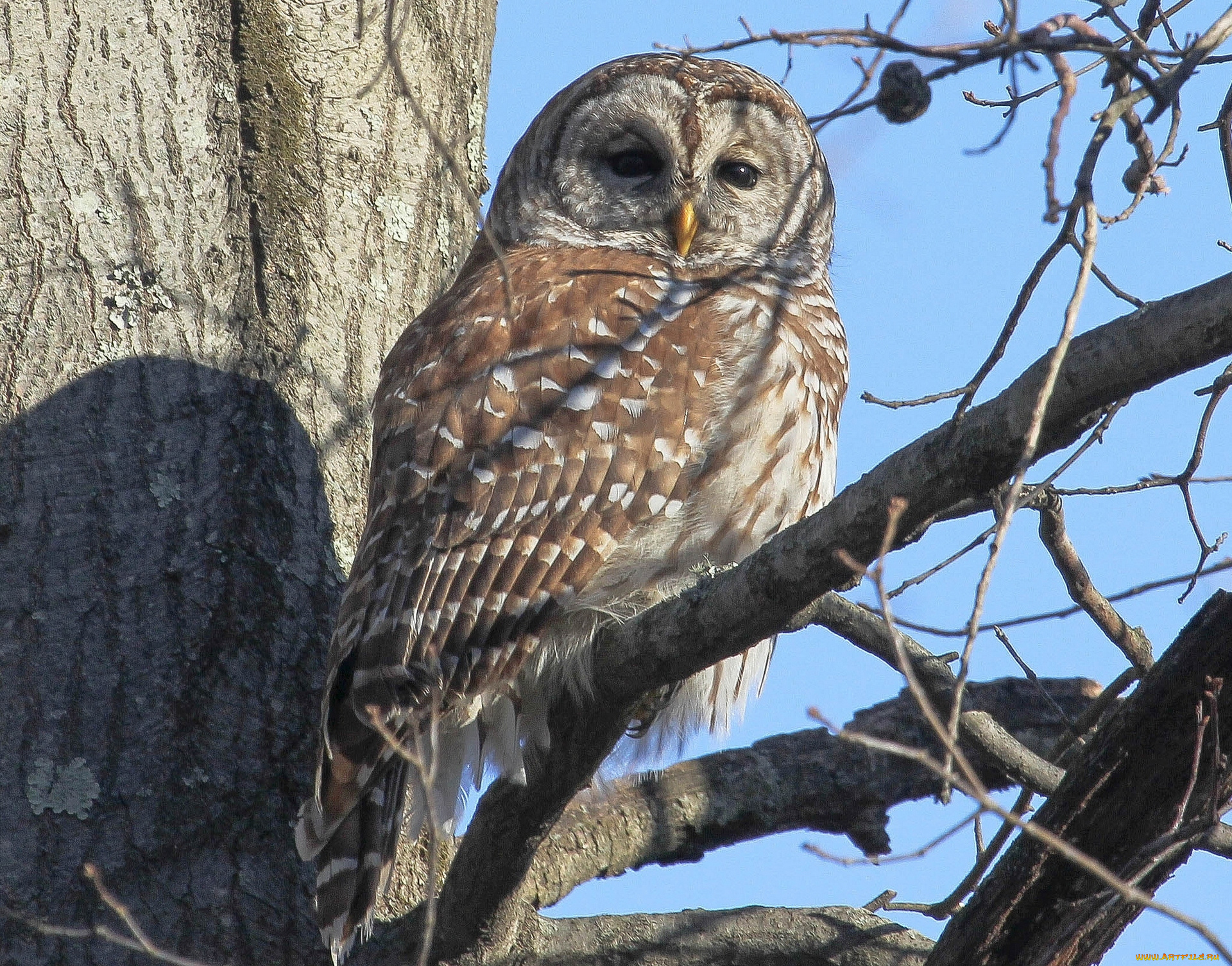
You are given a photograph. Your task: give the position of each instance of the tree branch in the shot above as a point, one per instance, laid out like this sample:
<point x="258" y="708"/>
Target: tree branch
<point x="810" y="779"/>
<point x="749" y="936"/>
<point x="723" y="616"/>
<point x="1139" y="801"/>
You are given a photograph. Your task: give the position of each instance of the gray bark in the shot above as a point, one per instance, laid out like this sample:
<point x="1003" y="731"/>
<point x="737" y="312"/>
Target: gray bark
<point x="209" y="242"/>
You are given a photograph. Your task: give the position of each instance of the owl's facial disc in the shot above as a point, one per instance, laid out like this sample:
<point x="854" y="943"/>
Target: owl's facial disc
<point x="721" y="169"/>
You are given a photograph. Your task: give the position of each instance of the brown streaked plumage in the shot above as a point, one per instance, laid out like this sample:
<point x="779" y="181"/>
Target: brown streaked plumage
<point x="570" y="432"/>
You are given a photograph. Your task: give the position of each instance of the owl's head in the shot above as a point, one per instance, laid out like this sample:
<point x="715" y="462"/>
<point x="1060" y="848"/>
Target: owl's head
<point x="700" y="163"/>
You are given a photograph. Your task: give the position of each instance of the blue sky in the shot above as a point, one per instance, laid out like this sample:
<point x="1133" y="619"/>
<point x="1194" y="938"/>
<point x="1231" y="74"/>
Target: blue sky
<point x="932" y="247"/>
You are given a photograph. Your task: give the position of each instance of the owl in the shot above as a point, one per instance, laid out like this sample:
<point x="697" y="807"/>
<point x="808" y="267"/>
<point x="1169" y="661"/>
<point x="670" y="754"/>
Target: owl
<point x="640" y="373"/>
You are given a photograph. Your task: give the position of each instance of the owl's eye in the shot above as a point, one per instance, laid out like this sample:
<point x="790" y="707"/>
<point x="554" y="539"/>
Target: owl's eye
<point x="739" y="174"/>
<point x="635" y="163"/>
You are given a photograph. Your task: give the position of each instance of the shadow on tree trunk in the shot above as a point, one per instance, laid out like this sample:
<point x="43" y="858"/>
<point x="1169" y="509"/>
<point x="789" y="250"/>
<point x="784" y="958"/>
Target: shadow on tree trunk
<point x="167" y="589"/>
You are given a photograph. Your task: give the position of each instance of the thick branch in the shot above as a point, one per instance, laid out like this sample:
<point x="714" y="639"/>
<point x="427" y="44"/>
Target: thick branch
<point x="749" y="936"/>
<point x="1135" y="802"/>
<point x="810" y="780"/>
<point x="724" y="616"/>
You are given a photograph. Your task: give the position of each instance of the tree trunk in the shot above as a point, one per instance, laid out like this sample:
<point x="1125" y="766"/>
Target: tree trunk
<point x="210" y="238"/>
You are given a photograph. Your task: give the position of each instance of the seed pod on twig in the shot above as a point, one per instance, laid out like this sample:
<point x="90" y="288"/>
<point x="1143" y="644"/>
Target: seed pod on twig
<point x="903" y="94"/>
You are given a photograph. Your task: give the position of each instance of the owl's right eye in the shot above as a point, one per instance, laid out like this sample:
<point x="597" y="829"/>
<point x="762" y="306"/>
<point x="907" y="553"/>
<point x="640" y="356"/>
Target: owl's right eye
<point x="635" y="163"/>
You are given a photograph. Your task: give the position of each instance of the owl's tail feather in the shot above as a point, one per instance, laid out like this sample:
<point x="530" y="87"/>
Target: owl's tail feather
<point x="354" y="863"/>
<point x="353" y="828"/>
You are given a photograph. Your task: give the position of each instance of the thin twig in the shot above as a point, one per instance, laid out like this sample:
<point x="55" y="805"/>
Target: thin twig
<point x="1034" y="678"/>
<point x="139" y="942"/>
<point x="1052" y="615"/>
<point x="1082" y="591"/>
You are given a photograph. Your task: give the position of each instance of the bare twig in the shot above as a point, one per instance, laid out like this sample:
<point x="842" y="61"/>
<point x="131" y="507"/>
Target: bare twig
<point x="1224" y="124"/>
<point x="922" y="577"/>
<point x="137" y="940"/>
<point x="1052" y="534"/>
<point x="849" y="860"/>
<point x="1065" y="611"/>
<point x="1047" y="837"/>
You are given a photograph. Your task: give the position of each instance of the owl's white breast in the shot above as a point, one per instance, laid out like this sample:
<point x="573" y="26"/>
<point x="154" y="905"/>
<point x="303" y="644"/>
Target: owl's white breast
<point x="769" y="452"/>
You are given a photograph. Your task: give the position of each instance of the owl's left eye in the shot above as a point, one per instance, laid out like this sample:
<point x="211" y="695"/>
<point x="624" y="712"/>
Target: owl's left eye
<point x="635" y="163"/>
<point x="739" y="174"/>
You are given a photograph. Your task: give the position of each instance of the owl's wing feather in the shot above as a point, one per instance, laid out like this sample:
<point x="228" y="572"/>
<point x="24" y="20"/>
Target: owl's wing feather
<point x="517" y="443"/>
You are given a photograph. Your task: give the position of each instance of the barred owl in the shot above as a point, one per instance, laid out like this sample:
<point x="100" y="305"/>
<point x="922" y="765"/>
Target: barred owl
<point x="645" y="377"/>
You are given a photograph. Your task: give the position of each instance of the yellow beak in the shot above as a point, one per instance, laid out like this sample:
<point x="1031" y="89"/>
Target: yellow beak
<point x="685" y="227"/>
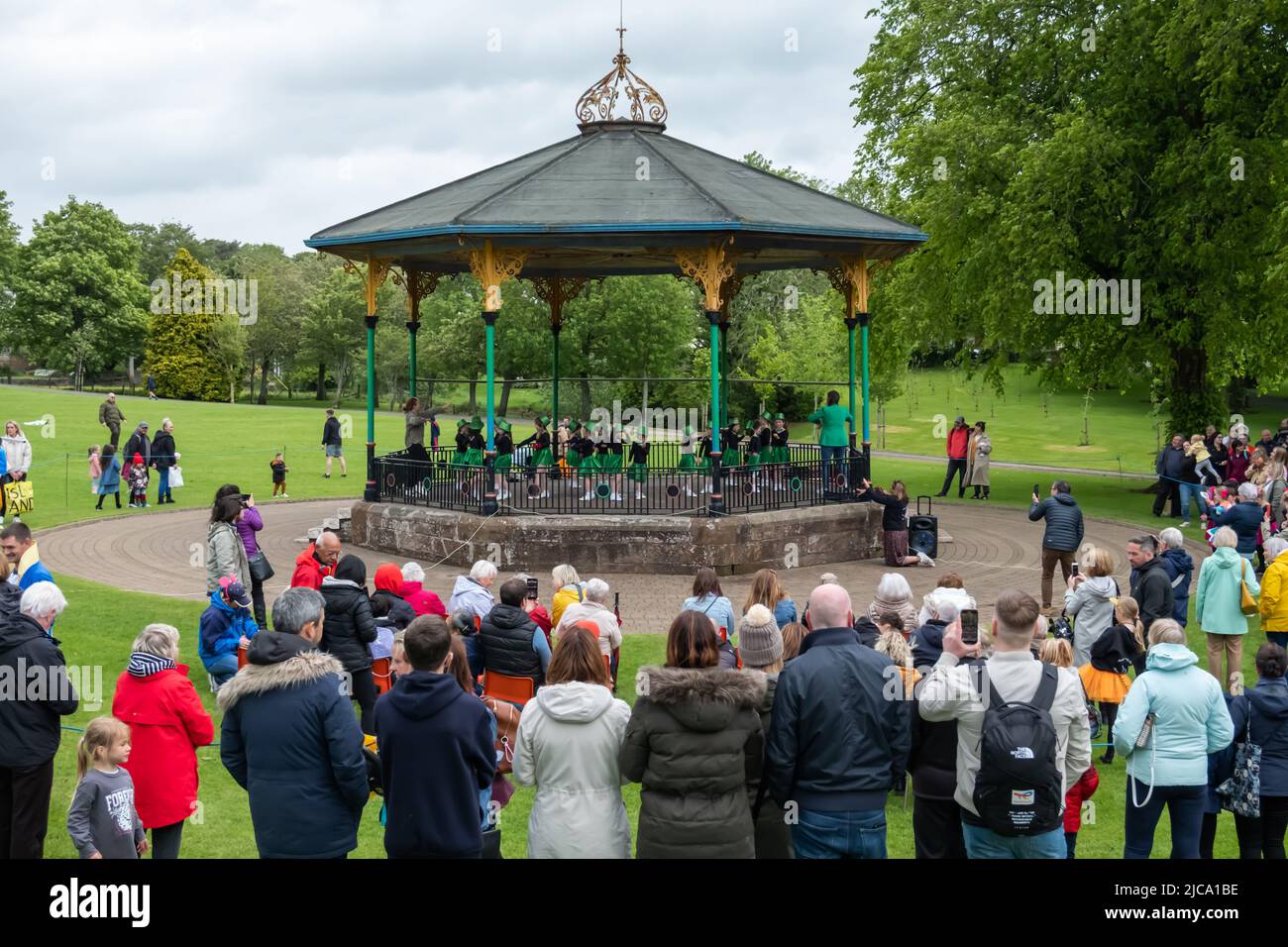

▶ _WHAT THE EXERCISE ASKS_:
Locate every line in the records above that contains the string "beak" and copy each of those lines. Case matters, so a line only counts if its capitalization matches.

▶ _TASK RESULT_:
You are given a photograph. Your task: give the position of each instance of the yellow beak in the shot above as a point, one per instance, laid out like this sample:
Target: yellow beak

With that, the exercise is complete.